__Supplied information__
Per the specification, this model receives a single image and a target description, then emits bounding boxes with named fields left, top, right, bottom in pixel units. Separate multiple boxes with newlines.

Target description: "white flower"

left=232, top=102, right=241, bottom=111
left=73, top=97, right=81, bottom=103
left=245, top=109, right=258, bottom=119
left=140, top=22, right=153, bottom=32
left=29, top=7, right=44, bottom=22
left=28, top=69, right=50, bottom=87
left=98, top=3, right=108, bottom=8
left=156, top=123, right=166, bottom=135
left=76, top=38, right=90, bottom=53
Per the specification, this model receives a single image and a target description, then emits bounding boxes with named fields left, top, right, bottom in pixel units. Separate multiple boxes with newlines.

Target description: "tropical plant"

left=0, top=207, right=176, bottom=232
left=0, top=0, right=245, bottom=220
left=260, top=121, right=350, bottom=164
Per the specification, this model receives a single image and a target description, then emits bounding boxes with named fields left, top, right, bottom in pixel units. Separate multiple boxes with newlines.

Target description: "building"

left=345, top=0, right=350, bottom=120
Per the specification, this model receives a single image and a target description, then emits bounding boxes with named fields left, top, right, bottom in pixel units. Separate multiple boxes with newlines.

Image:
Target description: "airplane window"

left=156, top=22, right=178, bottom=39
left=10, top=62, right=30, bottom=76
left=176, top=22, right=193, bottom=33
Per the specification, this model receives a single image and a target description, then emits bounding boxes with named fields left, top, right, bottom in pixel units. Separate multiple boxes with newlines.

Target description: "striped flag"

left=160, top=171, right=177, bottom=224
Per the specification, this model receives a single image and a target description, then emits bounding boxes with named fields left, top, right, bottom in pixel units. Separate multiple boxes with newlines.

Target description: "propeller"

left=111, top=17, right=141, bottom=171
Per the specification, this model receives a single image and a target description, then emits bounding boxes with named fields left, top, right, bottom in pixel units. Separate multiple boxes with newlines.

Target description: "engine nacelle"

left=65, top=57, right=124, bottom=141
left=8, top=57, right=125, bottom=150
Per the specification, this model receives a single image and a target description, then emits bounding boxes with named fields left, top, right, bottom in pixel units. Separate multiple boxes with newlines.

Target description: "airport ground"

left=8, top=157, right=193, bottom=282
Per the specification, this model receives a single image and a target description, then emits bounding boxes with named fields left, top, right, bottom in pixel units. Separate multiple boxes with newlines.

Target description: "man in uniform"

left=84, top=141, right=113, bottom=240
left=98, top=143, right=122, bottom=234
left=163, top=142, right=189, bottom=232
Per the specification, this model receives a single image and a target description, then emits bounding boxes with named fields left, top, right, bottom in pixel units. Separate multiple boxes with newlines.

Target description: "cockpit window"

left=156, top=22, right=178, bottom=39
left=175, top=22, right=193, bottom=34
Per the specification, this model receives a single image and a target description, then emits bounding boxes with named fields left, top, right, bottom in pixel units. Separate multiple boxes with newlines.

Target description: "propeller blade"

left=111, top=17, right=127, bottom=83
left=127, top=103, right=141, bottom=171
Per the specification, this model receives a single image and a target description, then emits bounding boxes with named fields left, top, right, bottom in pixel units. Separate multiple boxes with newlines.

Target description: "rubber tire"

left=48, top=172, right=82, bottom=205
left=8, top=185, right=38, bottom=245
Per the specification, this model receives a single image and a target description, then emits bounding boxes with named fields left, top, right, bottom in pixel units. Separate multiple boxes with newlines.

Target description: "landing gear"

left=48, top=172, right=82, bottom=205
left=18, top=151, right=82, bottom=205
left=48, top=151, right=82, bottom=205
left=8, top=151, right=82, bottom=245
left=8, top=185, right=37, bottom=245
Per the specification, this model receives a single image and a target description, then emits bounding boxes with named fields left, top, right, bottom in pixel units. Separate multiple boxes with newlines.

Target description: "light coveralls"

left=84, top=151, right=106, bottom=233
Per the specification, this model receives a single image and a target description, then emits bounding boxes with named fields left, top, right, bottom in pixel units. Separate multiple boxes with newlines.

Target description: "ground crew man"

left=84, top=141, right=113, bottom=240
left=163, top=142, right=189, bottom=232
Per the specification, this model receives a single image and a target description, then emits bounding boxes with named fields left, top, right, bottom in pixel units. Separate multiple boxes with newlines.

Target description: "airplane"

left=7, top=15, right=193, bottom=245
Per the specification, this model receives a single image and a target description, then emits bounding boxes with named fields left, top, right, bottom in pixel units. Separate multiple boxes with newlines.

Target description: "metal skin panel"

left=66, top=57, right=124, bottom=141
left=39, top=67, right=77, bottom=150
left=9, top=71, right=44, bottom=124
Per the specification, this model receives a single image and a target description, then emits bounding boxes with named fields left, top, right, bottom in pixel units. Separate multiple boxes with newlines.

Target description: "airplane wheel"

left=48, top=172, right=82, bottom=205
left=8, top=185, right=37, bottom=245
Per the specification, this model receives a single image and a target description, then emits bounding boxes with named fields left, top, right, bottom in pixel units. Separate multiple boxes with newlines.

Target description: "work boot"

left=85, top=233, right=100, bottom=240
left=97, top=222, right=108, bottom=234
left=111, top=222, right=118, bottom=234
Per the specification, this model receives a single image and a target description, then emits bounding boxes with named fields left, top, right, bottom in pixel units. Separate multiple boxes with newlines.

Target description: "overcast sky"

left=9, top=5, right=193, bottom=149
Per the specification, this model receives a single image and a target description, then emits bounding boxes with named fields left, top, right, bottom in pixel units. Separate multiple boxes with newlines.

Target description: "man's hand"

__Task to complete__
Express the lines of the records from the very first line through the line containing "left=260, top=121, right=350, bottom=164", both included, as a JSON list of strings with one string per line and blank lines omitted.

__Full answer__
[
  "Per the specification, this model receives a single image and a target description, then emits bounding boxes with named fields left, top, right, bottom in pixel units. Separate multiple boxes with newlines.",
  "Target description: \"white flower\"",
  "left=232, top=102, right=241, bottom=111",
  "left=73, top=97, right=81, bottom=103",
  "left=245, top=109, right=258, bottom=119",
  "left=140, top=22, right=153, bottom=32",
  "left=29, top=7, right=44, bottom=22",
  "left=28, top=69, right=50, bottom=87",
  "left=98, top=3, right=108, bottom=8",
  "left=156, top=123, right=166, bottom=135",
  "left=76, top=38, right=90, bottom=53",
  "Per the specification, this model receives a single image and a target description, then emits bounding boxes with named fields left, top, right, bottom in pixel units. Separate multiple boxes with newlines.",
  "Target description: \"tropical plant\"",
  "left=0, top=207, right=176, bottom=232",
  "left=0, top=0, right=245, bottom=220",
  "left=260, top=121, right=350, bottom=164"
]